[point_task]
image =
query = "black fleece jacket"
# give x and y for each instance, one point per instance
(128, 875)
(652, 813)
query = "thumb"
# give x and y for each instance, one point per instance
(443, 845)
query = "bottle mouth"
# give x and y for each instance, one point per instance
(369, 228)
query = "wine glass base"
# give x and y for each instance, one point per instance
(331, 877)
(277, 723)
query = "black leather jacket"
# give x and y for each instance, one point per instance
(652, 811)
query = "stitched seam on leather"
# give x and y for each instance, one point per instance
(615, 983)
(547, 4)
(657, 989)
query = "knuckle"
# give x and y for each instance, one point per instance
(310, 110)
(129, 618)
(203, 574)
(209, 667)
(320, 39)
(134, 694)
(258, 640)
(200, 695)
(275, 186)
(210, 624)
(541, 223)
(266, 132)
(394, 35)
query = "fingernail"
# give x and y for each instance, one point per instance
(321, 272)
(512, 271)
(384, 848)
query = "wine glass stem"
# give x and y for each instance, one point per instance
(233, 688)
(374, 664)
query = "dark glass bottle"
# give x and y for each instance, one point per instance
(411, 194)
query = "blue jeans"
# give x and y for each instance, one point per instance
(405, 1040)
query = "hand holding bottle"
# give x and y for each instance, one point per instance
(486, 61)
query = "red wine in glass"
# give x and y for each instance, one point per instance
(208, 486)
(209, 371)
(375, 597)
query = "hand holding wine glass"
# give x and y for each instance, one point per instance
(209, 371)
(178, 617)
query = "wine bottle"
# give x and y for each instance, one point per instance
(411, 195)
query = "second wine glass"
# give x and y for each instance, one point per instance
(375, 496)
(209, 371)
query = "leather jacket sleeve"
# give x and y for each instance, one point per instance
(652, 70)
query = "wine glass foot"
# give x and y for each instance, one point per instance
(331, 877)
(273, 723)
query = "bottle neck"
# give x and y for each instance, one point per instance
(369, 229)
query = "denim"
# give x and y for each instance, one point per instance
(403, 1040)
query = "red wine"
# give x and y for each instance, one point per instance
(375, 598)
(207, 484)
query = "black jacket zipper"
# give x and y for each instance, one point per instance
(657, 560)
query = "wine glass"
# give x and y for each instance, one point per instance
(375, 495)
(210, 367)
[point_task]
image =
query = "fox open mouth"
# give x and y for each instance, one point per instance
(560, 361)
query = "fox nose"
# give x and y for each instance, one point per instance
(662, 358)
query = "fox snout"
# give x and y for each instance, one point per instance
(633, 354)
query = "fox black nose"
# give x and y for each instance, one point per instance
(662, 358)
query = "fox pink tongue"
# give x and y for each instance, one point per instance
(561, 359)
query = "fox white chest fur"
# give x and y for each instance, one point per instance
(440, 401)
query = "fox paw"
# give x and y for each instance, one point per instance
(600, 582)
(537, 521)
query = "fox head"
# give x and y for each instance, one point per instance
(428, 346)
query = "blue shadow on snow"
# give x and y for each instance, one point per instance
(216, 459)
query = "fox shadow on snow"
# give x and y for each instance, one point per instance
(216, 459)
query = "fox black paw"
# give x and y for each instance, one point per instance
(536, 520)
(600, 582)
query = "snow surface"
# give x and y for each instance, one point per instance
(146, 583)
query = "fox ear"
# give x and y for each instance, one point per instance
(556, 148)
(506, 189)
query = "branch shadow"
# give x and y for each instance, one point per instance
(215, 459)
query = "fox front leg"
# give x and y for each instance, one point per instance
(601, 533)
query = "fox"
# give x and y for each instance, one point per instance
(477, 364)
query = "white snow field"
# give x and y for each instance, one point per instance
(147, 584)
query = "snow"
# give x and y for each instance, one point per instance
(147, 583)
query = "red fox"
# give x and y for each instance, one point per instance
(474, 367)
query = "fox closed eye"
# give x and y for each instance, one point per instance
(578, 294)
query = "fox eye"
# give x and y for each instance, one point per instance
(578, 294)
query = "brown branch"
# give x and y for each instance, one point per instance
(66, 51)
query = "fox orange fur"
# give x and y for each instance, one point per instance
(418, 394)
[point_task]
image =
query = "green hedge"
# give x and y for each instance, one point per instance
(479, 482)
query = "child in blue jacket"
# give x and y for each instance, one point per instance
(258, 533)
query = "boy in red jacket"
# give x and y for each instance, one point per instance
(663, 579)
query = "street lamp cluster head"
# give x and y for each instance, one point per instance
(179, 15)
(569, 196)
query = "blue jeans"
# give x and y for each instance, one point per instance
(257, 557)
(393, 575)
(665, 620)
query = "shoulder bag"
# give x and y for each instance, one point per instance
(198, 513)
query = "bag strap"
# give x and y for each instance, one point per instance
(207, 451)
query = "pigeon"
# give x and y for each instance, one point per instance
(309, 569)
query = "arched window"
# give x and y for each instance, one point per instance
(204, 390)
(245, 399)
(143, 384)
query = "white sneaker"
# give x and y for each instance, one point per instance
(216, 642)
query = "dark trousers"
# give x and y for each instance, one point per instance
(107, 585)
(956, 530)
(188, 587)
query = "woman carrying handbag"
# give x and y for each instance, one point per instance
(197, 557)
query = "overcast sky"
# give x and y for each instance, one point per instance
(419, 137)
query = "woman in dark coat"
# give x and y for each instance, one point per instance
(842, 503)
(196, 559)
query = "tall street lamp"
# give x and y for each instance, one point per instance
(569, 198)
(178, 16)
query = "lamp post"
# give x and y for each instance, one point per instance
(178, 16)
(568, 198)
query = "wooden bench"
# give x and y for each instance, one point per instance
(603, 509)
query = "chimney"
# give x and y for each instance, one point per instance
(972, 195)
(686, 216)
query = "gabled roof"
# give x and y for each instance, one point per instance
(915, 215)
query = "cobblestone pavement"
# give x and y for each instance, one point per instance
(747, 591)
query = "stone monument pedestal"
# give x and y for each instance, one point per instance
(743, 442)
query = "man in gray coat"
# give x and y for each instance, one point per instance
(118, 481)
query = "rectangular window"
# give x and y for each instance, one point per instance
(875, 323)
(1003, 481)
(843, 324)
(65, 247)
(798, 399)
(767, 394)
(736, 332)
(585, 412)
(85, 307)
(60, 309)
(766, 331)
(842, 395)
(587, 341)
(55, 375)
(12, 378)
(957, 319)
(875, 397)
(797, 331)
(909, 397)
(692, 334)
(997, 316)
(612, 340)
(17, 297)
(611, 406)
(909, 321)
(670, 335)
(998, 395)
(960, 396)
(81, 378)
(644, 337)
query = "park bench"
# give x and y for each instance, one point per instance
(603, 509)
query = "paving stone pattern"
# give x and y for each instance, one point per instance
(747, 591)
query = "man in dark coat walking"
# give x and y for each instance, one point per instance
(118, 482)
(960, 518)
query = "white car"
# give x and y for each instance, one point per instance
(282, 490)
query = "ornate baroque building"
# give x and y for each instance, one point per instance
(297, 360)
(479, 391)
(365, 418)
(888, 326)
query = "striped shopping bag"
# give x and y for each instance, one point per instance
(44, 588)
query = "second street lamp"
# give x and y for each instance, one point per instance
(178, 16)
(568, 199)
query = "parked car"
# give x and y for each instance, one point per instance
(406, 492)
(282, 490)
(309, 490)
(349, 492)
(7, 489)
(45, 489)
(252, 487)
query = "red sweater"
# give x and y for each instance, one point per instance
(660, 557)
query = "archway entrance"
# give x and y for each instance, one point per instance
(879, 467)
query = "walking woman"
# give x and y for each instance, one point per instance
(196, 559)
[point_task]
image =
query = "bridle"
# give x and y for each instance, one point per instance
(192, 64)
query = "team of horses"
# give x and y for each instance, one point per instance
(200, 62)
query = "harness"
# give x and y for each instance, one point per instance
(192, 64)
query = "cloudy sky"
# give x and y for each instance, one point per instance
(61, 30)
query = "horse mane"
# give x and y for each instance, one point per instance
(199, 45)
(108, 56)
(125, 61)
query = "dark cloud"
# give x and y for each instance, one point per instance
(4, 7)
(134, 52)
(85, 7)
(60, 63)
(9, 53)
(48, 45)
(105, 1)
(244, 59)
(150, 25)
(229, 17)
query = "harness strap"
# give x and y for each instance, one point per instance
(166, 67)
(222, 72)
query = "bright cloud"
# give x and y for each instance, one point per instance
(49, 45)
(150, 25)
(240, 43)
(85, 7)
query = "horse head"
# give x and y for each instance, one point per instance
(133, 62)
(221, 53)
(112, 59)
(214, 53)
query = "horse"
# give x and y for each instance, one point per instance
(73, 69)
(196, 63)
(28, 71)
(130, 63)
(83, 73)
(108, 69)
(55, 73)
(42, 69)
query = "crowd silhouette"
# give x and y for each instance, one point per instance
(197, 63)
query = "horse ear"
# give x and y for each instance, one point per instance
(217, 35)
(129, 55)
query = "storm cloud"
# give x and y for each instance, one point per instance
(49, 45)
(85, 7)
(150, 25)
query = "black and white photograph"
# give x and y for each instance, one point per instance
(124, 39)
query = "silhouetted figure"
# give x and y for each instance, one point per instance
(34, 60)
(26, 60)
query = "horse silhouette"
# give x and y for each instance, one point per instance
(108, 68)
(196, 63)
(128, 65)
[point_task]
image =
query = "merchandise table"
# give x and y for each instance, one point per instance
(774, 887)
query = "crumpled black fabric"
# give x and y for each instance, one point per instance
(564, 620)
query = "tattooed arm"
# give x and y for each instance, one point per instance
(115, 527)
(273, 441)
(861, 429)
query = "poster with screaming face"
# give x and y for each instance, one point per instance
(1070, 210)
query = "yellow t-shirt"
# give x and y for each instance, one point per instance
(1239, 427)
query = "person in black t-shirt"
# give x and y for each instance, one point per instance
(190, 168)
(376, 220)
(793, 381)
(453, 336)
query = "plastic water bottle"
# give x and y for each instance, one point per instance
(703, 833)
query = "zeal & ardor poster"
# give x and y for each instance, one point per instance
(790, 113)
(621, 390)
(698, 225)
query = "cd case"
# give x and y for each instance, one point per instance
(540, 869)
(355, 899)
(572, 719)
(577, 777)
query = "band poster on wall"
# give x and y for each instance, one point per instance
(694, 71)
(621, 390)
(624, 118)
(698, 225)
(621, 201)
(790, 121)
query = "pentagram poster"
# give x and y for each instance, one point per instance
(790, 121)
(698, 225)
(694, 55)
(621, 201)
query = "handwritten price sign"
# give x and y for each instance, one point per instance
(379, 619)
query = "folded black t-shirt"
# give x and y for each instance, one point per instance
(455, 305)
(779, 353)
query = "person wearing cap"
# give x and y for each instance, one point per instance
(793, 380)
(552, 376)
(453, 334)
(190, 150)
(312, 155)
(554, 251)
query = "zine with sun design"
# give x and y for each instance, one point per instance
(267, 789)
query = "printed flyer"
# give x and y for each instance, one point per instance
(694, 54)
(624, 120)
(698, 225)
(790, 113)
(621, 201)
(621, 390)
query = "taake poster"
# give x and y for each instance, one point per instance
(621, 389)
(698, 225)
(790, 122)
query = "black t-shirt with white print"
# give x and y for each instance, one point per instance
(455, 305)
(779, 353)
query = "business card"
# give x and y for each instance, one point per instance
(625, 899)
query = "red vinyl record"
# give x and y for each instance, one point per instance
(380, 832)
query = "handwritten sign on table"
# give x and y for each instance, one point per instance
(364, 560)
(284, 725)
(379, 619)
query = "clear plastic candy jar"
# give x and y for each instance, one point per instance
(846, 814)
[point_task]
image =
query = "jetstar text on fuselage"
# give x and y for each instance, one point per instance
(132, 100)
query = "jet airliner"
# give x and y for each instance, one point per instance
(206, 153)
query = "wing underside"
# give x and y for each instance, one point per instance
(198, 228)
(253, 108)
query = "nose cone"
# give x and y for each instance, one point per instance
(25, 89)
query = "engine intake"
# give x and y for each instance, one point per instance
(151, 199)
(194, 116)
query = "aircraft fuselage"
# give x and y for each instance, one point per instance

____________________

Return all lines in the entries above that carry the word "snow".

query = "blue shadow on snow"
query = "fox shadow on snow"
query = "snow surface"
query = "white snow field"
query = "snow"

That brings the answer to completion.